PROBLEM TO SOLVE =
Give back the lines of the records exactly, starting at the first and ending at the one with "box: [70, 70, 89, 100]".

EXERCISE DATA =
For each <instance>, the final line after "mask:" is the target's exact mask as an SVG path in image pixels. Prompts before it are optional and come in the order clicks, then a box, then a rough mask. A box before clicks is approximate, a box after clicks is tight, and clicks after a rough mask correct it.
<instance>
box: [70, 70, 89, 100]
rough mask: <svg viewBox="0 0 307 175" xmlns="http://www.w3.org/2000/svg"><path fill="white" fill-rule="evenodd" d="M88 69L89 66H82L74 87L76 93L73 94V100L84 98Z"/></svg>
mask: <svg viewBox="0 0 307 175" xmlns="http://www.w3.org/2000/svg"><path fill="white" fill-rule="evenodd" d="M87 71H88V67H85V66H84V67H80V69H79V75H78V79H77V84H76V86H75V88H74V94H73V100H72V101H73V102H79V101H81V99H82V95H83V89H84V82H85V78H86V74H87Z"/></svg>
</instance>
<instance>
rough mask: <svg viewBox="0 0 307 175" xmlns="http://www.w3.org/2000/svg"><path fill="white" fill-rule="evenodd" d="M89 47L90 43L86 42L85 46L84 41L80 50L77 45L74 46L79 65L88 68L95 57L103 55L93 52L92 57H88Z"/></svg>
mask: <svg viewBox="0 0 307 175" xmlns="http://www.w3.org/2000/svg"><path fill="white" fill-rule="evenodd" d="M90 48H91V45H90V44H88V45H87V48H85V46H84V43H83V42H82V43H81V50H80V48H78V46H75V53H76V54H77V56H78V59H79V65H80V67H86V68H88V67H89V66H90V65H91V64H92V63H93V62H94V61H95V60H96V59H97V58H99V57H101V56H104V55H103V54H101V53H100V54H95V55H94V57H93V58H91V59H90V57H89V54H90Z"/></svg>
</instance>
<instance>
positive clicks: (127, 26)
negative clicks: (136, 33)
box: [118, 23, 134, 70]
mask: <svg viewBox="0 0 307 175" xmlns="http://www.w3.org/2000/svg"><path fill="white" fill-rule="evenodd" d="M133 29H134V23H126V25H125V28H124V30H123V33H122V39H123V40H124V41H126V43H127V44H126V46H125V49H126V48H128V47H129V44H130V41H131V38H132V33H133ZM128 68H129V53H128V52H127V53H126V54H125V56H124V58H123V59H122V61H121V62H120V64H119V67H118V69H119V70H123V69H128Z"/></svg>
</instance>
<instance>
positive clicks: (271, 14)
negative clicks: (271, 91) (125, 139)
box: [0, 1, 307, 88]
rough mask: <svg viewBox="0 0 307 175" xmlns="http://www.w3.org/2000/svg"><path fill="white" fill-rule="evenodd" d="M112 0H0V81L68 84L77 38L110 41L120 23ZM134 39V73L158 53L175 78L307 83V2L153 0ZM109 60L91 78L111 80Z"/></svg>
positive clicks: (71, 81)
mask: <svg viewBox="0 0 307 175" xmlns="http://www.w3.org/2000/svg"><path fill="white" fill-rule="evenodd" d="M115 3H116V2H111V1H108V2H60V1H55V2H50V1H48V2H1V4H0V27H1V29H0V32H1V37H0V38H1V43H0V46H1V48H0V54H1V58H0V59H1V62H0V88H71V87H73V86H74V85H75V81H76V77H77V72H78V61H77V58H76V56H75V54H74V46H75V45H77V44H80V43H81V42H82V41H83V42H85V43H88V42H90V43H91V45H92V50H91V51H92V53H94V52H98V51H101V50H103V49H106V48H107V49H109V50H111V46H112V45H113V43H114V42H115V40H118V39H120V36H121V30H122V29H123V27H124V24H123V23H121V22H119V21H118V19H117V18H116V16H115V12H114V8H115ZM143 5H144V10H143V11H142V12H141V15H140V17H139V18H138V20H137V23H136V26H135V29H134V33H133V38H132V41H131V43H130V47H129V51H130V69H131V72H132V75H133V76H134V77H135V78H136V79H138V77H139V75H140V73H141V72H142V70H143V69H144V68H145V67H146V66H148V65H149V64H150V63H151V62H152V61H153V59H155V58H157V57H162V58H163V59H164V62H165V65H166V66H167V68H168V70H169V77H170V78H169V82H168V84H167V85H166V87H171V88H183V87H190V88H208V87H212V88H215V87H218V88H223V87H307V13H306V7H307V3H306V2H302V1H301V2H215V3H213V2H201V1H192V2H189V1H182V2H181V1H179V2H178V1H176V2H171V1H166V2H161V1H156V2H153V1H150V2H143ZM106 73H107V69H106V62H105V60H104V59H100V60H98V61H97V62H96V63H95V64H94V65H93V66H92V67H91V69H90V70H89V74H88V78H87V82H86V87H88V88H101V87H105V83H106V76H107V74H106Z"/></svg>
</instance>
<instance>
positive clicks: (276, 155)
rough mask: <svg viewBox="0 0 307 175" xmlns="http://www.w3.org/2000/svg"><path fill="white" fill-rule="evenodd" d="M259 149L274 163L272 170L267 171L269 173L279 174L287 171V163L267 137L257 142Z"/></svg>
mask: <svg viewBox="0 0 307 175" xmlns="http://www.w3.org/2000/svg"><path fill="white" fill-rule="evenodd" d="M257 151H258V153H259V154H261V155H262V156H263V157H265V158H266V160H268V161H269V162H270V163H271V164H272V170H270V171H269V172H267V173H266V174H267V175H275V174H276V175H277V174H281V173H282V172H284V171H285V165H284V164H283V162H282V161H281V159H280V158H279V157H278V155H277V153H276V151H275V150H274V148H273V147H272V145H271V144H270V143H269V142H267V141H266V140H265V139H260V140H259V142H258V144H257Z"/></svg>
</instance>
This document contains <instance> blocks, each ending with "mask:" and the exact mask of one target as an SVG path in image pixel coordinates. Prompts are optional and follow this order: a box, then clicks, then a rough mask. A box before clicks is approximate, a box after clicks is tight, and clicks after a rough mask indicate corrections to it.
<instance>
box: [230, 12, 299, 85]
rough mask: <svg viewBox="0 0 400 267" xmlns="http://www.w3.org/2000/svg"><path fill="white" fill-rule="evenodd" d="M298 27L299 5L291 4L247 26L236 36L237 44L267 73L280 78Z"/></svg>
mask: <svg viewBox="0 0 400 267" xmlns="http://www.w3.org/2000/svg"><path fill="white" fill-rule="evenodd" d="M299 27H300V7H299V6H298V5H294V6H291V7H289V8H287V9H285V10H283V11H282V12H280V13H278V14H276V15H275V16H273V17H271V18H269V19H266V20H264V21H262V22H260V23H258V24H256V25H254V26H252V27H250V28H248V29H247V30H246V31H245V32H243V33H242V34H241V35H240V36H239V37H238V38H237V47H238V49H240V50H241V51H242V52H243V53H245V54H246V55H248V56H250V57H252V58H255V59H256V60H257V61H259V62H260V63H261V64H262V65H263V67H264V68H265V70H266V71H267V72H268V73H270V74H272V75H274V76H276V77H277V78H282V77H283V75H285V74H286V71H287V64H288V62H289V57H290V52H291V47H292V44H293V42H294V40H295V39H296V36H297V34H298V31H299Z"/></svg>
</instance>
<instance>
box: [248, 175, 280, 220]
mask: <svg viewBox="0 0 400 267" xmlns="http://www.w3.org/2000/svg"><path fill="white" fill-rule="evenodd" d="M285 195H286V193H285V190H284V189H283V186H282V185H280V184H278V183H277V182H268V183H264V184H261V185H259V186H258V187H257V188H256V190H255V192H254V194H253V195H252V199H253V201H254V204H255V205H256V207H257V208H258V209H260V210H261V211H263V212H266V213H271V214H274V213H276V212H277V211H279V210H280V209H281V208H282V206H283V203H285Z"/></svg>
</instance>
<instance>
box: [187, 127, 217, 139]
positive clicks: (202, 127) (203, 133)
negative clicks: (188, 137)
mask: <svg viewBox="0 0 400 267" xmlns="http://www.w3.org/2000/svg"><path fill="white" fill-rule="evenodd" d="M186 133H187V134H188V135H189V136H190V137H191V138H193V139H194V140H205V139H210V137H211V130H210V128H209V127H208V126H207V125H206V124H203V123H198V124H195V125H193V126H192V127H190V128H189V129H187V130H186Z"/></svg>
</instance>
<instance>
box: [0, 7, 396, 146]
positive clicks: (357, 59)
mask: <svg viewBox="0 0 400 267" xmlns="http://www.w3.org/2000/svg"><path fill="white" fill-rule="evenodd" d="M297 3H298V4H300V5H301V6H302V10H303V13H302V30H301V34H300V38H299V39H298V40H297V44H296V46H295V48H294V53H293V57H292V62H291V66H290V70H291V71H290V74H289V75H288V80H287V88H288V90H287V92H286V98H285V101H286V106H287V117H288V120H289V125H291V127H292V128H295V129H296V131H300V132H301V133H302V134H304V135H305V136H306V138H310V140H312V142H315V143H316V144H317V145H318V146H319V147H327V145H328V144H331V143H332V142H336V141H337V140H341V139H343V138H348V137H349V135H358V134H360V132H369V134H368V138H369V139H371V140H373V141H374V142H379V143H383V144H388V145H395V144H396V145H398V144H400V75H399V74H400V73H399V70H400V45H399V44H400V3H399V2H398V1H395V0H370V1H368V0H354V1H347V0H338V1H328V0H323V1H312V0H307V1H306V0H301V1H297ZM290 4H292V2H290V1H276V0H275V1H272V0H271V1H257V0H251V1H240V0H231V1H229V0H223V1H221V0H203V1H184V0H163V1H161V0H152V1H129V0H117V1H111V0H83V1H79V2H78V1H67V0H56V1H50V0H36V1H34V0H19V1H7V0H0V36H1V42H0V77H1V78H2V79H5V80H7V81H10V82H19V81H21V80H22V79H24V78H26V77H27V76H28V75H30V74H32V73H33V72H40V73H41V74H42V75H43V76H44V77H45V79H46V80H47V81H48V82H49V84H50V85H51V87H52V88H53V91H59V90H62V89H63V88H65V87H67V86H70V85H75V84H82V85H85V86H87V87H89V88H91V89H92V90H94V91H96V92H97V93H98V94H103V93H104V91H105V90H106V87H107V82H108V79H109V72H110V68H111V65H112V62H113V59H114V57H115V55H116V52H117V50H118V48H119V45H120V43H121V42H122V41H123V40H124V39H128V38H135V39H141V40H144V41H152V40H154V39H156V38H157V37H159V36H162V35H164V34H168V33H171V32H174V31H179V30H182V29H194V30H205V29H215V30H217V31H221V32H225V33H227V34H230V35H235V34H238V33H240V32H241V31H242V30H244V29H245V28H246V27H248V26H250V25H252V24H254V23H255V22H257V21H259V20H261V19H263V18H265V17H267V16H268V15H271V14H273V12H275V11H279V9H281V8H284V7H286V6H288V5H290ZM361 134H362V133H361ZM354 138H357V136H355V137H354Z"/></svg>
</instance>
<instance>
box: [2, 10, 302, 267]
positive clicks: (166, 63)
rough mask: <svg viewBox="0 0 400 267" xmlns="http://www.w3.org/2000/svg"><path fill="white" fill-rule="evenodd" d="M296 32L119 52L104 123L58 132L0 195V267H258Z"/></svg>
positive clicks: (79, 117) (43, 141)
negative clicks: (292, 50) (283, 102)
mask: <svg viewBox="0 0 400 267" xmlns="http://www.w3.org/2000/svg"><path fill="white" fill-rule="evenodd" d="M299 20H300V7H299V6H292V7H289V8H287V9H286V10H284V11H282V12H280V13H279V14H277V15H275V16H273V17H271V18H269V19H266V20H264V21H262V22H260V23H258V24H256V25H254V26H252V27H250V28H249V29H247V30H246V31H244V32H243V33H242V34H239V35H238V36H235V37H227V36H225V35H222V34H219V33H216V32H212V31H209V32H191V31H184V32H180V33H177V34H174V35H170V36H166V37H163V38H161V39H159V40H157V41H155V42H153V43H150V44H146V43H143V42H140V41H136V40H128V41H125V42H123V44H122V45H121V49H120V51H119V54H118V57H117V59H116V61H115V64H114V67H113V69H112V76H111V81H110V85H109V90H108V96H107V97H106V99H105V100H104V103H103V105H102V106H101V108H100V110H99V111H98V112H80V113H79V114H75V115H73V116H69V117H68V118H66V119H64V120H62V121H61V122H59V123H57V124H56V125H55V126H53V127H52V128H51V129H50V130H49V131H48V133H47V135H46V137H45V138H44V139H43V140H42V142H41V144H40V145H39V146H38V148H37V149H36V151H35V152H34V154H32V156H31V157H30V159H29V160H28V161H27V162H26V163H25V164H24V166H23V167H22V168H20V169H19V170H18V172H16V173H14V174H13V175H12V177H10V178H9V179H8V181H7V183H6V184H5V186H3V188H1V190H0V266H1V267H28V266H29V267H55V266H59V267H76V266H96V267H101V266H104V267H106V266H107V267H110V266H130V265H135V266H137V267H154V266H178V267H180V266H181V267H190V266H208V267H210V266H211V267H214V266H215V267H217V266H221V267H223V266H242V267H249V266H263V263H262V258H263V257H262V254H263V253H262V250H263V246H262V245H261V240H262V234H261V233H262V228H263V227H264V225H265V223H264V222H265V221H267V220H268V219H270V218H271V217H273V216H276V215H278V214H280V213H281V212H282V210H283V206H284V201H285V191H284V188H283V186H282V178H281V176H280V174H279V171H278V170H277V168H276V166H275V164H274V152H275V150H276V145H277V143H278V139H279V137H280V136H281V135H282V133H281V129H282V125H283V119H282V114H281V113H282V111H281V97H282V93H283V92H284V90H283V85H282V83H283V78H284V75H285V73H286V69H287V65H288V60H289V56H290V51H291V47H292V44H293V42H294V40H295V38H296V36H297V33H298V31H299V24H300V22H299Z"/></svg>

PROBLEM SOLUTION =
For each <instance>, the final line after "mask:" is the target's exact mask as an SVG path in image pixels. Prompts before it are optional and come in the order clicks, then a box, then a rough mask. A box before clicks is approximate, a box after clicks is tight, and clicks after a rough mask correct it.
<instance>
box: [70, 70, 89, 100]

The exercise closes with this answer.